Requirement: Rewrite the entries from the line containing "Class name: forehead" through the line containing "[162,225,350,255]", swapping "light grey background" for "pale gray background" and leaving everything else as it is. Give back only those lines.

++++++

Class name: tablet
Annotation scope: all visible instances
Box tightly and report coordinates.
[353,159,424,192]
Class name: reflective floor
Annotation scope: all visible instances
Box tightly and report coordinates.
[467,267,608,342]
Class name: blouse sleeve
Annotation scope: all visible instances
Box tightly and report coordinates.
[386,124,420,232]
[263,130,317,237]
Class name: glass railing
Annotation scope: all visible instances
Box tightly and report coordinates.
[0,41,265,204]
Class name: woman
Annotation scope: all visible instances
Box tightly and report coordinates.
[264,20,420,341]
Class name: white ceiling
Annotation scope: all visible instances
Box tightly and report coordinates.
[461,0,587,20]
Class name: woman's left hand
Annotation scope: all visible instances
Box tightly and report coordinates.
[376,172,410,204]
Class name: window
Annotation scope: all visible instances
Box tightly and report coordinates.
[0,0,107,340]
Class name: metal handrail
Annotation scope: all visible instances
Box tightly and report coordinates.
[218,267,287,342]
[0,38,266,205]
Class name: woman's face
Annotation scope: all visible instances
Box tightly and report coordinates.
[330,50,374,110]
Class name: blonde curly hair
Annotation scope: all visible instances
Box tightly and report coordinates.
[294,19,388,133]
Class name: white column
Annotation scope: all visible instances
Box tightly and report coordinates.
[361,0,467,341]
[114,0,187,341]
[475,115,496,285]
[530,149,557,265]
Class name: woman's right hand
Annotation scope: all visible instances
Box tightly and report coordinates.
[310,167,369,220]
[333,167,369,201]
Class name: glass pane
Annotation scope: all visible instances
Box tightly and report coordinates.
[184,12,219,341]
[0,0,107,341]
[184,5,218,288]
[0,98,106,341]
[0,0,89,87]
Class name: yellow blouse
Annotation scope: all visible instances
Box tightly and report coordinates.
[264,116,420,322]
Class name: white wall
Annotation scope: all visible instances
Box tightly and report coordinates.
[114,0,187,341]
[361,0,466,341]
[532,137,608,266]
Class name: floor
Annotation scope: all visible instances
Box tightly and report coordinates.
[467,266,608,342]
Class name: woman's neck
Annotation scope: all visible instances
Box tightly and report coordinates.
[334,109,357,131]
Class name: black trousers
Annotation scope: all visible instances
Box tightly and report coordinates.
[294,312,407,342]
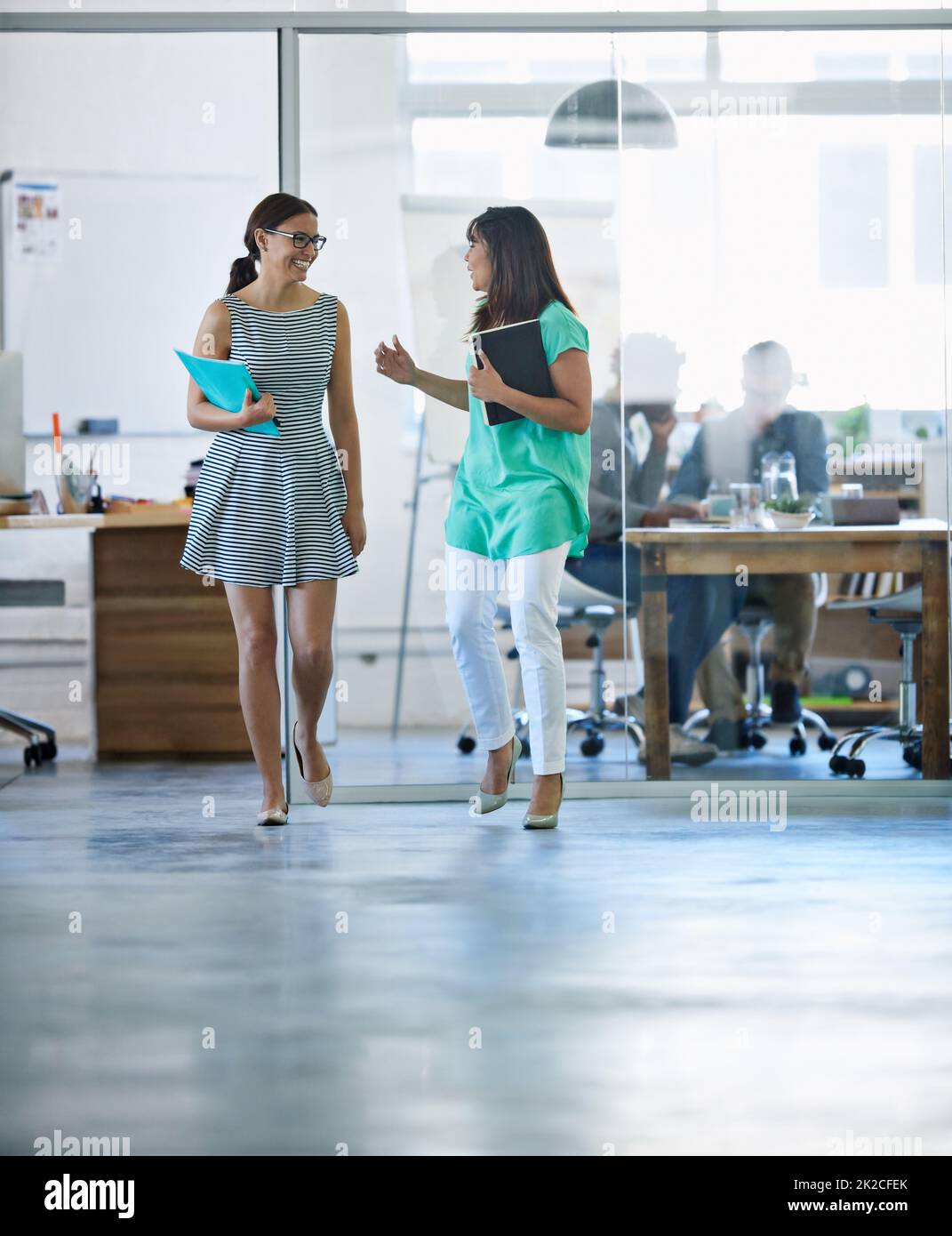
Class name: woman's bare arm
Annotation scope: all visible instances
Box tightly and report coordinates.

++++++

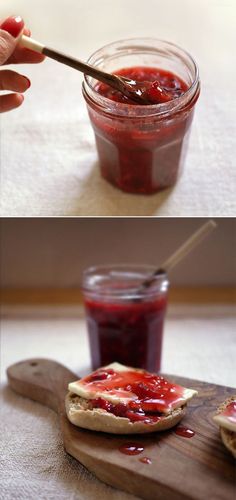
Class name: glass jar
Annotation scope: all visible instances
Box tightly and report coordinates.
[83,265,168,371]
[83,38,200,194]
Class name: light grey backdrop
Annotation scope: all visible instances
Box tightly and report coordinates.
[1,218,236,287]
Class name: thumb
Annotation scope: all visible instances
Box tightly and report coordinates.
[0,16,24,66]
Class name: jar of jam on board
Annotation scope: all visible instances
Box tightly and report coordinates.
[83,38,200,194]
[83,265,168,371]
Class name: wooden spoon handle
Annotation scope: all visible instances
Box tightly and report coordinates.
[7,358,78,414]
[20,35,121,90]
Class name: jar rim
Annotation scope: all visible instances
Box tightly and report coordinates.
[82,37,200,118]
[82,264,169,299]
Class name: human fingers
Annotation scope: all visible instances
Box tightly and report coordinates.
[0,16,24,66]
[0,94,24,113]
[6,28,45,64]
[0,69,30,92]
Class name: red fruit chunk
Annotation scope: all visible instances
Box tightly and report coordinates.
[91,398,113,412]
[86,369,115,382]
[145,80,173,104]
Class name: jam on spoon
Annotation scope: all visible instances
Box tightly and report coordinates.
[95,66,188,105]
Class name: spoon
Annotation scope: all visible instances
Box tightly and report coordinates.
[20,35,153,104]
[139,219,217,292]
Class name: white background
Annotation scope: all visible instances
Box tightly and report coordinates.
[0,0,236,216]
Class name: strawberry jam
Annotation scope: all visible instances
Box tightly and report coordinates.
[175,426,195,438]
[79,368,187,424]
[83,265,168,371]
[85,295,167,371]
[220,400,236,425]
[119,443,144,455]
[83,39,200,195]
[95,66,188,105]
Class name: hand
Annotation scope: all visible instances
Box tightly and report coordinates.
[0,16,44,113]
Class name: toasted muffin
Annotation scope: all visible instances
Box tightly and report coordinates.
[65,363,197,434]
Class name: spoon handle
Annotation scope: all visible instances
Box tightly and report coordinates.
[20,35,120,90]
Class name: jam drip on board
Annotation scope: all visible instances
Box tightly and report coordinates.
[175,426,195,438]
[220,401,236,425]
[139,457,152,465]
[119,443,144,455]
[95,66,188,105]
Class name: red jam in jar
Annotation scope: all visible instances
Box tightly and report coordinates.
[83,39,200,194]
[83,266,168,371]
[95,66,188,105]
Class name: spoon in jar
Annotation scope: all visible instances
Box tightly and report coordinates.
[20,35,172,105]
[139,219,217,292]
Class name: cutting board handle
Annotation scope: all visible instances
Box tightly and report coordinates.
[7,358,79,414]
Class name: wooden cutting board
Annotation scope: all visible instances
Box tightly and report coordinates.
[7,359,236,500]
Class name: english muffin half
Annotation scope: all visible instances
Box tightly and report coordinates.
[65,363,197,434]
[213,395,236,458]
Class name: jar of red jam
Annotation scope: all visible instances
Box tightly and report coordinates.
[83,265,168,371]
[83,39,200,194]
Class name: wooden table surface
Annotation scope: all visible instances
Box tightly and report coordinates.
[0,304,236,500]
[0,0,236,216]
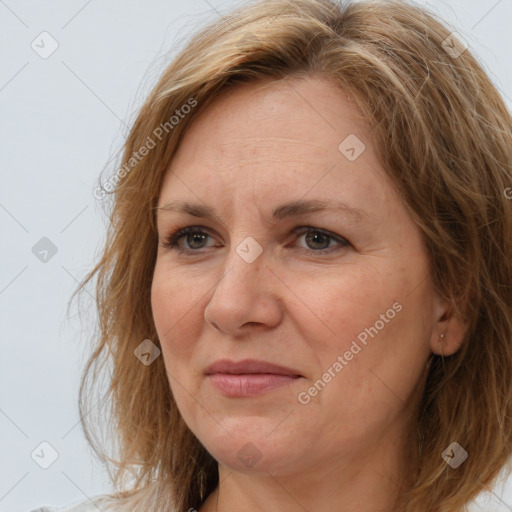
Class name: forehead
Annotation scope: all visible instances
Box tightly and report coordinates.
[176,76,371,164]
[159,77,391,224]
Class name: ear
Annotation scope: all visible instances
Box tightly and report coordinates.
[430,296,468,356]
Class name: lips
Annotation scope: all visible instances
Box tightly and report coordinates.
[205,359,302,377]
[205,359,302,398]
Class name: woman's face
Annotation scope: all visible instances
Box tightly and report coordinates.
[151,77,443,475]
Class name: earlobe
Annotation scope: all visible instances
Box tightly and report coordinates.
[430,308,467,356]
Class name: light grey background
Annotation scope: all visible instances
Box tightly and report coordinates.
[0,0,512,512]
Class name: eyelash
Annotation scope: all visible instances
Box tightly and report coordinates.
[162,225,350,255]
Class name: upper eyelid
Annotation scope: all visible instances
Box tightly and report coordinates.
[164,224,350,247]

++++++

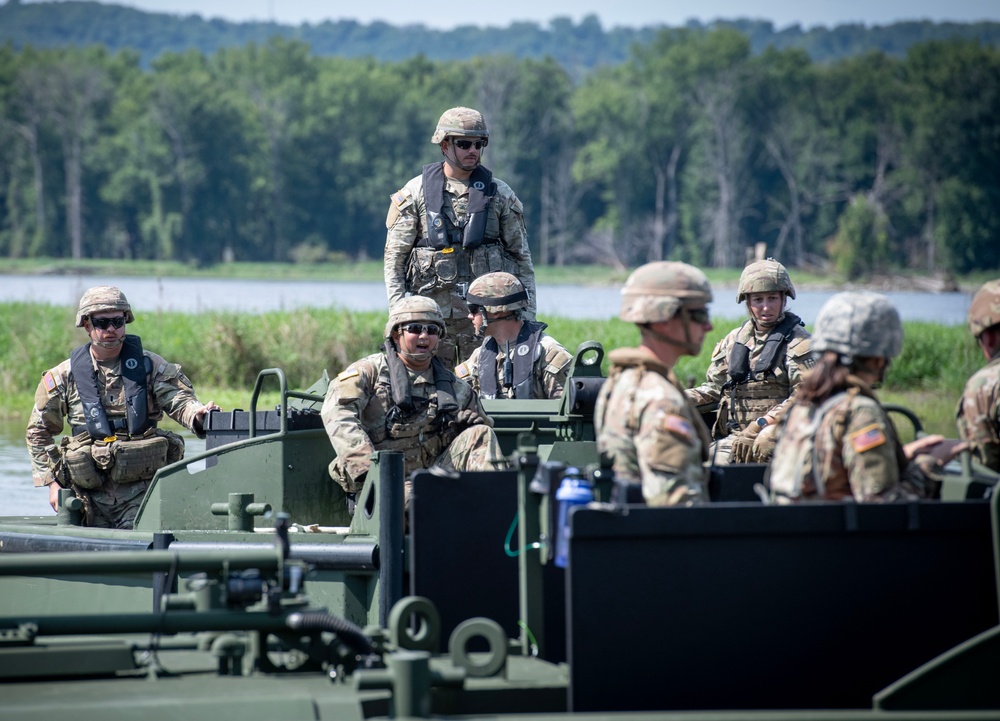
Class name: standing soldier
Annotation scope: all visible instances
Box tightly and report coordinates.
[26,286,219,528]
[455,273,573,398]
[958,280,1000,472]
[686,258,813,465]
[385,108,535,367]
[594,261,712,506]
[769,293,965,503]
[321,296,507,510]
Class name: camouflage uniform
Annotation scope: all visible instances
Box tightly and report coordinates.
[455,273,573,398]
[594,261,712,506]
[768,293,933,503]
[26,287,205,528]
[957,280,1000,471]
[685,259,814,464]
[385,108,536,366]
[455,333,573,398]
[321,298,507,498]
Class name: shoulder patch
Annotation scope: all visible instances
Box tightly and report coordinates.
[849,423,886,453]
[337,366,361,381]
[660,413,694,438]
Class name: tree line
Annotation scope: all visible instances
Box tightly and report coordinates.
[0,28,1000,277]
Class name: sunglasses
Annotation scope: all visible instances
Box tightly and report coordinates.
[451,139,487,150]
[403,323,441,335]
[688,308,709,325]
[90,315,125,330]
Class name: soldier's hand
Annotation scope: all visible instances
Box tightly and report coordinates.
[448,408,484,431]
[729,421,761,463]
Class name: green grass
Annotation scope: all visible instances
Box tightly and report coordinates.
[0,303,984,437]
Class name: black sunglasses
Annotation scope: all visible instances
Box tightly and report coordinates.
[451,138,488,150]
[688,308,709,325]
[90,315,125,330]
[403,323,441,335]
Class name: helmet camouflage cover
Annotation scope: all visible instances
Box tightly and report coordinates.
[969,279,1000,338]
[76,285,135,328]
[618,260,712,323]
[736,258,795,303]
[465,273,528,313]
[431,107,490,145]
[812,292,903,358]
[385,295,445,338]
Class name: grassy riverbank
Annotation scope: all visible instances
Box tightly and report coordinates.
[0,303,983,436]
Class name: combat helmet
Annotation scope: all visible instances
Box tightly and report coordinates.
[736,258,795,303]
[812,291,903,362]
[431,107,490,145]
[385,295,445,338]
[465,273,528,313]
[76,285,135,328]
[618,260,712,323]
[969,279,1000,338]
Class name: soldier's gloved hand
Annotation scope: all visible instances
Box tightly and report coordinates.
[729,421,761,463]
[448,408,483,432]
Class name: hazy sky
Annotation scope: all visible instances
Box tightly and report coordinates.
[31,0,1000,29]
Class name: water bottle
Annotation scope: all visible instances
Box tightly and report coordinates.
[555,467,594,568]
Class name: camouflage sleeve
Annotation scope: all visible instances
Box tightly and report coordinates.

++++++

The result:
Class name: forehead
Annotation scope: all visible instances
Box tightly and report coordinates.
[176,76,371,164]
[159,77,391,224]
Class name: ear
Annotation scope: all visible instances
Box tightly and report coordinates.
[430,296,468,356]
Class name: lips
Annotation scope: all visible instances
Box tightly and report coordinates.
[205,359,302,377]
[205,359,302,398]
Class name: woman's face
Annotation scope: all visible instances
Box tightly and report coordinates.
[151,77,443,475]
Class name: earlobe
Annotation scope: all visible instances
Box tightly and report coordinates.
[430,308,467,356]
Class name: pale gray background
Annotation scope: all visible instances
Box tightly and report coordinates.
[0,0,512,512]
Class name: eyelash
Annotation scope: all visible instances
Box tightly and report coordinates.
[162,225,350,255]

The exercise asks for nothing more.